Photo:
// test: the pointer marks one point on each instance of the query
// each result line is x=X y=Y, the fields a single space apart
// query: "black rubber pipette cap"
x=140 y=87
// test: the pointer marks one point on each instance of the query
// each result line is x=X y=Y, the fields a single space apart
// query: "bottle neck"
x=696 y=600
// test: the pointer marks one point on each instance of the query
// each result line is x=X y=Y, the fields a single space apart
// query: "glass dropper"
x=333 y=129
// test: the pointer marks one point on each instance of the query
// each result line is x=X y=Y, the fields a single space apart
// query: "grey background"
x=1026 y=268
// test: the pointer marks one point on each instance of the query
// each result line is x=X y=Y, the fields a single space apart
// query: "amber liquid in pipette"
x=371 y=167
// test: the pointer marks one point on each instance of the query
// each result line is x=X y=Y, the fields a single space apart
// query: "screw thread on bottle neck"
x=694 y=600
——————————
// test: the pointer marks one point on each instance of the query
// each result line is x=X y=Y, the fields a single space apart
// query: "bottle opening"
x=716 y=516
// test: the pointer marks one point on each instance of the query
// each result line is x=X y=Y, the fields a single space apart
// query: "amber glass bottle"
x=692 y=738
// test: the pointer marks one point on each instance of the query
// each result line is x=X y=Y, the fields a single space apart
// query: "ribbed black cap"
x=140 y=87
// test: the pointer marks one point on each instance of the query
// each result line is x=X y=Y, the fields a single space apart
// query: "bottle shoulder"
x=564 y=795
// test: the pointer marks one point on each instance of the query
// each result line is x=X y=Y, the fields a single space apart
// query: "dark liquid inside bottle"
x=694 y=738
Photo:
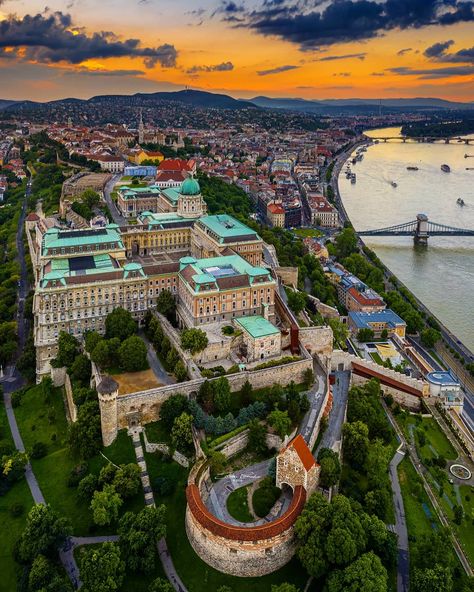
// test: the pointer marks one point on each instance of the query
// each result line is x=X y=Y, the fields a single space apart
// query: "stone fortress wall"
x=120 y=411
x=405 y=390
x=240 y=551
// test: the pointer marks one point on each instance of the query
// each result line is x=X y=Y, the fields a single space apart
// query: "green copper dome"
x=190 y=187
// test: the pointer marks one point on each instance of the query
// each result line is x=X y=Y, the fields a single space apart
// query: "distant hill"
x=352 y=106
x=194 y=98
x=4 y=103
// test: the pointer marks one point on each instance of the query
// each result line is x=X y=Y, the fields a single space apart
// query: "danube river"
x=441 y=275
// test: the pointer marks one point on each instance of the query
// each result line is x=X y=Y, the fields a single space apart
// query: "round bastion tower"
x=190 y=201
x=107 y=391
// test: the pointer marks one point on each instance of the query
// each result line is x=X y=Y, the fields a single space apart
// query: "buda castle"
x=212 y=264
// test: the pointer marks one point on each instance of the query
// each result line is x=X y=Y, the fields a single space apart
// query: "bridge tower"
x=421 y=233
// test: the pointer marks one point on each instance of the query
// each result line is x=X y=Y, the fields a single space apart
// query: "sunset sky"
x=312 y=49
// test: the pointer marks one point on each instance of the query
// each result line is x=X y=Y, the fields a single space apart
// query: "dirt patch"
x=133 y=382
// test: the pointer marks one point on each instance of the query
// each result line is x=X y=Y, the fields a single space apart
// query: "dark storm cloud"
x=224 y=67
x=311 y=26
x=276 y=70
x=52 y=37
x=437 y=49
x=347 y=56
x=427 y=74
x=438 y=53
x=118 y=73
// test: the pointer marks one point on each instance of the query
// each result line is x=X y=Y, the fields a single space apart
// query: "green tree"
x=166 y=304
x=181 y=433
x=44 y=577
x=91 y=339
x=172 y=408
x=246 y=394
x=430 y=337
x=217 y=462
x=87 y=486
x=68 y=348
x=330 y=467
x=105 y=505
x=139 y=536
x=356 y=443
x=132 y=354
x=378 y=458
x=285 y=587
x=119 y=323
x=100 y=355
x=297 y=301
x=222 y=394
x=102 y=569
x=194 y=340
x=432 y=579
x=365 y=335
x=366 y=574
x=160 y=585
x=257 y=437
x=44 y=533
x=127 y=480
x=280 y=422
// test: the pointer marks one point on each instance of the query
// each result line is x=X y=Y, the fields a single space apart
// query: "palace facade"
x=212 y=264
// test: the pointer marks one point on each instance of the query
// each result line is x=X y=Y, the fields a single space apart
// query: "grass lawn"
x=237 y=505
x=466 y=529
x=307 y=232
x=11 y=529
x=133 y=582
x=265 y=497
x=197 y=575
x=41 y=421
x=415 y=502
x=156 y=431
——————————
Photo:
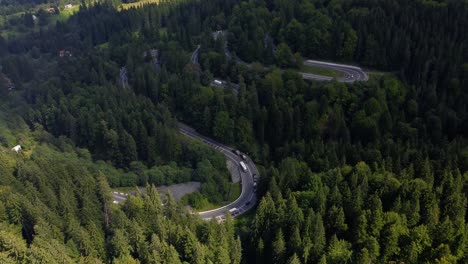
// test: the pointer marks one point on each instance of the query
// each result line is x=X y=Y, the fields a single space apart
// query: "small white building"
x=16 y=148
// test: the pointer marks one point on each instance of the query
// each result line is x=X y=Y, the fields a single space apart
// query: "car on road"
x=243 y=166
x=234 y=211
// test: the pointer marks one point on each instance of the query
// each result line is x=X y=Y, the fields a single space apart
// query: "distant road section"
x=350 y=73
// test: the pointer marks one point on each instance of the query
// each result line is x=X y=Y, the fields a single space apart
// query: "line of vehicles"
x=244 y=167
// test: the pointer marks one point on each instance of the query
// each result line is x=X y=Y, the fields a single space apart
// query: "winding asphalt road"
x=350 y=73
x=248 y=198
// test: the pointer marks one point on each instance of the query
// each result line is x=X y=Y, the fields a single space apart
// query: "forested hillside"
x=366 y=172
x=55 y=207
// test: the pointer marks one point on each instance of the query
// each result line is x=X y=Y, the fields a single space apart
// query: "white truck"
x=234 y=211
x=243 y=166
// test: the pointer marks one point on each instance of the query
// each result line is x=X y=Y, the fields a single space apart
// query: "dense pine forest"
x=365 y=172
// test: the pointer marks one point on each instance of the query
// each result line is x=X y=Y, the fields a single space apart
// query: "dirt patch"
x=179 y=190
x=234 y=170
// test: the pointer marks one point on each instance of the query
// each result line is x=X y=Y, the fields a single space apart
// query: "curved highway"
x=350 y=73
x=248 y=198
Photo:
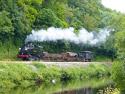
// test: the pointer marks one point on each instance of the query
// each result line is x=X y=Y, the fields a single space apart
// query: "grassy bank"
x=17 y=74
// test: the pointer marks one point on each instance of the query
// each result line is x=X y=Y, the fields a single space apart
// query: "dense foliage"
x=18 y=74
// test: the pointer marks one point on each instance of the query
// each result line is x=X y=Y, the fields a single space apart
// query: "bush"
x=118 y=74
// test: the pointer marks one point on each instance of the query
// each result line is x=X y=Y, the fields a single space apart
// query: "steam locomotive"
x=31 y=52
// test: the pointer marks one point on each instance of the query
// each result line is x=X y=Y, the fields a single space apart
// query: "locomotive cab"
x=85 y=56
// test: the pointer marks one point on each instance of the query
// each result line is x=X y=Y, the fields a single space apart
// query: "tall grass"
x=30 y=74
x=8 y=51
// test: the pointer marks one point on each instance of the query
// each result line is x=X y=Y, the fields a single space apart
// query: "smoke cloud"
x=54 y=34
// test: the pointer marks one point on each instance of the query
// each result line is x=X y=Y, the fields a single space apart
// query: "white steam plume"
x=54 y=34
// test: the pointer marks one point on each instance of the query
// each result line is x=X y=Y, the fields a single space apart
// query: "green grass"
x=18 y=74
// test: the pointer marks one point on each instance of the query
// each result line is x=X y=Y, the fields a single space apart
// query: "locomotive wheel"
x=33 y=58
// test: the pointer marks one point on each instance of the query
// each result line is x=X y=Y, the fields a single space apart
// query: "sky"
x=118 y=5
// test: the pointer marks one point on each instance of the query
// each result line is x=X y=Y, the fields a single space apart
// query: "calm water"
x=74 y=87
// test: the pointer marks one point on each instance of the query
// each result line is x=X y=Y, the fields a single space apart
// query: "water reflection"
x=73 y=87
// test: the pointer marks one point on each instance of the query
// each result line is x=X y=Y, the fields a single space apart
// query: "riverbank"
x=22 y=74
——————————
**Exercise instructions:** Select every line in the entries above that contains the word "liquid".

**The answer:**
// query: "amber liquid in pipette"
// query: "dark liquid inside bottle"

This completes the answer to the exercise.